> [Input for this task]
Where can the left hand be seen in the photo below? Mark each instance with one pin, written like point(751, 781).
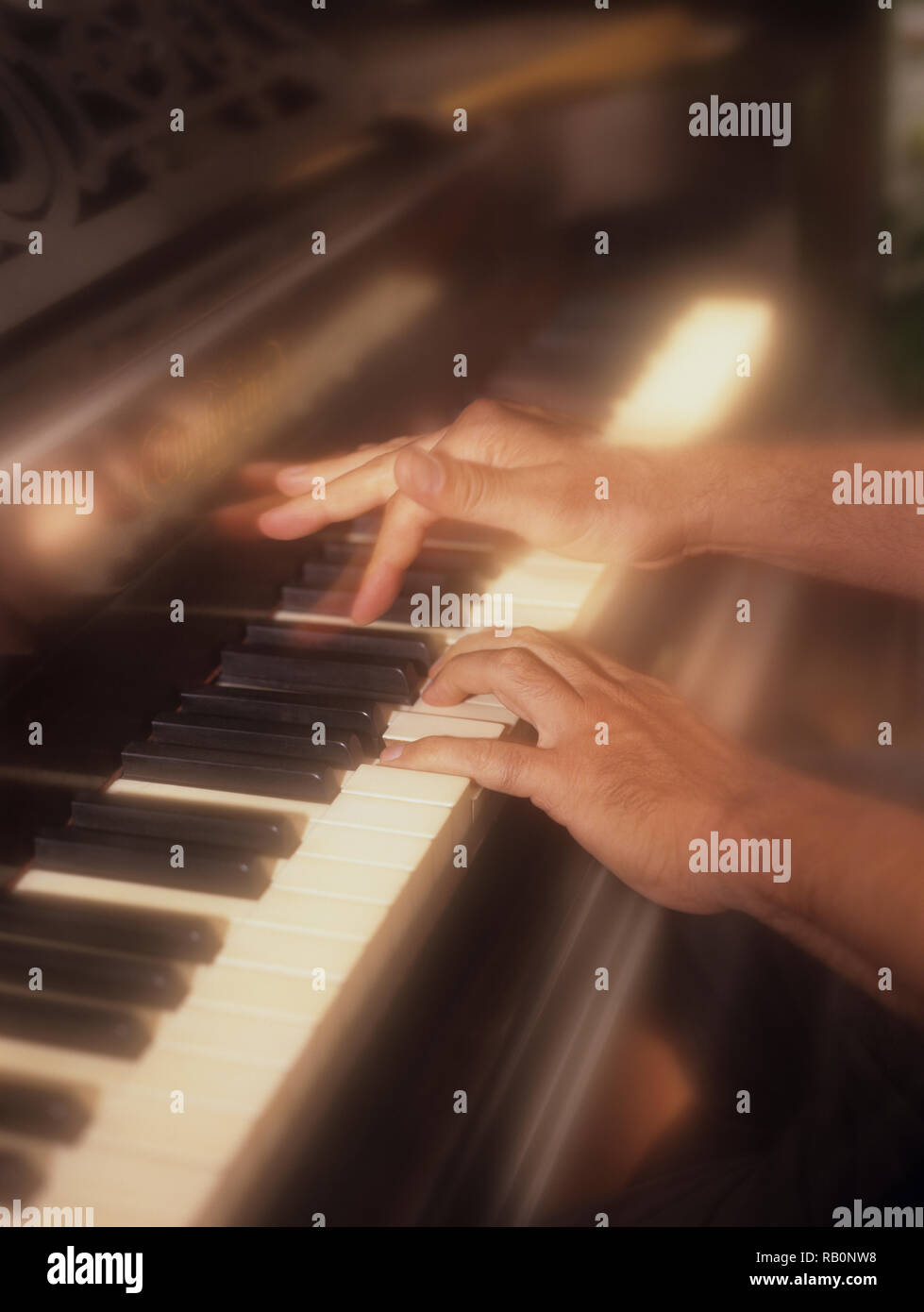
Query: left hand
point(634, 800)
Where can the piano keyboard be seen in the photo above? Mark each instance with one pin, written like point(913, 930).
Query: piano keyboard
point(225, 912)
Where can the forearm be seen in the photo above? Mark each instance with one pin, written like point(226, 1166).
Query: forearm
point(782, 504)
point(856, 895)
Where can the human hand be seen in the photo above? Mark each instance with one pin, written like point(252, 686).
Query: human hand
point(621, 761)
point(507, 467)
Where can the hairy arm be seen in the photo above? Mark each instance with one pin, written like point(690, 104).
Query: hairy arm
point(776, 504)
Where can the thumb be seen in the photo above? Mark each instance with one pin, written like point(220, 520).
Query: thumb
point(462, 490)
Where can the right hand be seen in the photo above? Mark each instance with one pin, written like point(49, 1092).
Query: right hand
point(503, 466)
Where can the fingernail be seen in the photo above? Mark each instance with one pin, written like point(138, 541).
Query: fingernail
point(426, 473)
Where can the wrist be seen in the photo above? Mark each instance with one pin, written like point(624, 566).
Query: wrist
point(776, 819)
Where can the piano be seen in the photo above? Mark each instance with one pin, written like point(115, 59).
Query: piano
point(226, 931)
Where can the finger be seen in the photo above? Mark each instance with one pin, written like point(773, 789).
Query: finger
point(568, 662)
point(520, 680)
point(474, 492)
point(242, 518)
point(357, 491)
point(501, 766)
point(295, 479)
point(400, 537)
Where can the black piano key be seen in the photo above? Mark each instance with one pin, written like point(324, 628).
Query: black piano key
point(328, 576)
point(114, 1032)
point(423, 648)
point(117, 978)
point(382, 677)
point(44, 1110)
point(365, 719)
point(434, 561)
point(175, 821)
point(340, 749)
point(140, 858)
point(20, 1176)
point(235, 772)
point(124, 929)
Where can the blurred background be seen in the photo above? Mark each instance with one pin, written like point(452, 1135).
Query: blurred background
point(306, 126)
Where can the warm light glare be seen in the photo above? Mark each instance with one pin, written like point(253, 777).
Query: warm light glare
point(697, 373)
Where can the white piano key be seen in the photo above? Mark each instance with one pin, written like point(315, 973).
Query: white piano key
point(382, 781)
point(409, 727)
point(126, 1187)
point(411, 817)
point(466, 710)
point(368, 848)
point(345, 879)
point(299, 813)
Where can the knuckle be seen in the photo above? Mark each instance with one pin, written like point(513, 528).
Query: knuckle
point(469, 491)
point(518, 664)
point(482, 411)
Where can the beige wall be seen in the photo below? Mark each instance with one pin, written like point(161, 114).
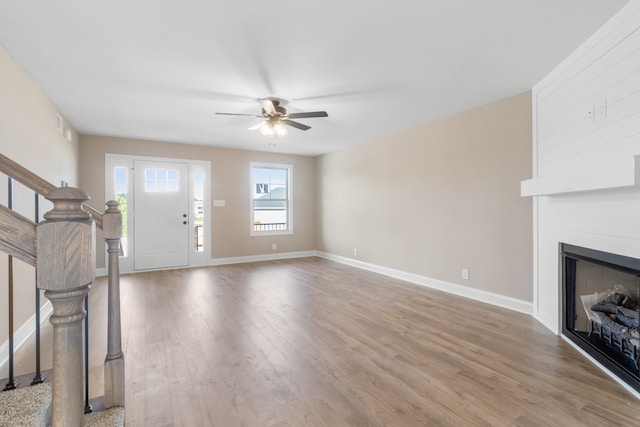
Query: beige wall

> [Exercise requirements] Transcribe each line above exactly, pictures excluded.

> [Answer space]
Where can the left hand be seen in the photo below? Mark each instance with one pin, written like point(751, 781).
Query: left hand
point(634, 800)
Where can the piano keyboard be seen in the photo above? Mark each instance with one pin, written like point(913, 930).
Query: piano keyboard
point(225, 912)
Where can the forearm be seen in the photo above? Mark each instance with one pin, written like point(226, 1166).
Query: forearm
point(782, 504)
point(856, 895)
Where can the human hand be seen in the photo above? Mark each instance with one pin, written like point(252, 686).
Query: human hand
point(621, 761)
point(507, 467)
Where can the hairy arm be seen in the photo above? Mark each instance with one pin, written like point(690, 104).
Query: hairy arm
point(776, 504)
Where can the thumb be seen in the photo above? Mark each instance with one pin, written like point(220, 520).
Query: thumb
point(462, 490)
Where can the right hand be seen in the photo above? Mark each instance with one pin, written like point(49, 1092).
Query: right hand
point(503, 466)
Where can the fingernail be seen in the photo above? Mark each instance with one pin, written like point(138, 541).
Query: fingernail
point(426, 473)
Where can the wrist be seen in the photo above? Mark each instance with one pin, written like point(624, 566).
Query: wrist
point(776, 819)
Where can the piano be seen in the photo above? Mark each instance with one pin, written like point(115, 59).
Query: piano
point(226, 931)
Where can the finger be seen in the photo above? Mark each instance with one pin, written like point(773, 789).
Query: finger
point(568, 662)
point(520, 680)
point(474, 492)
point(242, 518)
point(357, 491)
point(501, 766)
point(295, 479)
point(400, 537)
Where can the black piano key be seen in the photo above? Mark each instance with one pin, written like point(324, 628).
Query: black piano key
point(328, 576)
point(114, 1032)
point(423, 648)
point(117, 978)
point(382, 677)
point(44, 1110)
point(365, 719)
point(434, 561)
point(175, 821)
point(340, 749)
point(140, 858)
point(20, 1176)
point(235, 772)
point(124, 929)
Where can the blurred background be seen in the photo above? Mark each instance with one pin, written like point(452, 1135).
Query: blurred background
point(306, 126)
Where can the warm light glare be seen in the photo above? Mark each instance with one pin, written like point(253, 777).
Query: warm light glare
point(697, 373)
Where can the white piano key be seen in the photo above? Mark each instance with one pin, written like point(315, 973).
Query: white piano key
point(382, 781)
point(409, 727)
point(126, 1187)
point(411, 817)
point(466, 710)
point(368, 848)
point(345, 879)
point(299, 813)
Where can the knuckle be seen in the photo above? Mark each instance with one pin, written like point(513, 528).
Query: knuckle
point(469, 491)
point(518, 664)
point(482, 411)
Where can the beige wall be seen in the photo below? Mark each instance with one pin, written like point(161, 114).
Query: beige wall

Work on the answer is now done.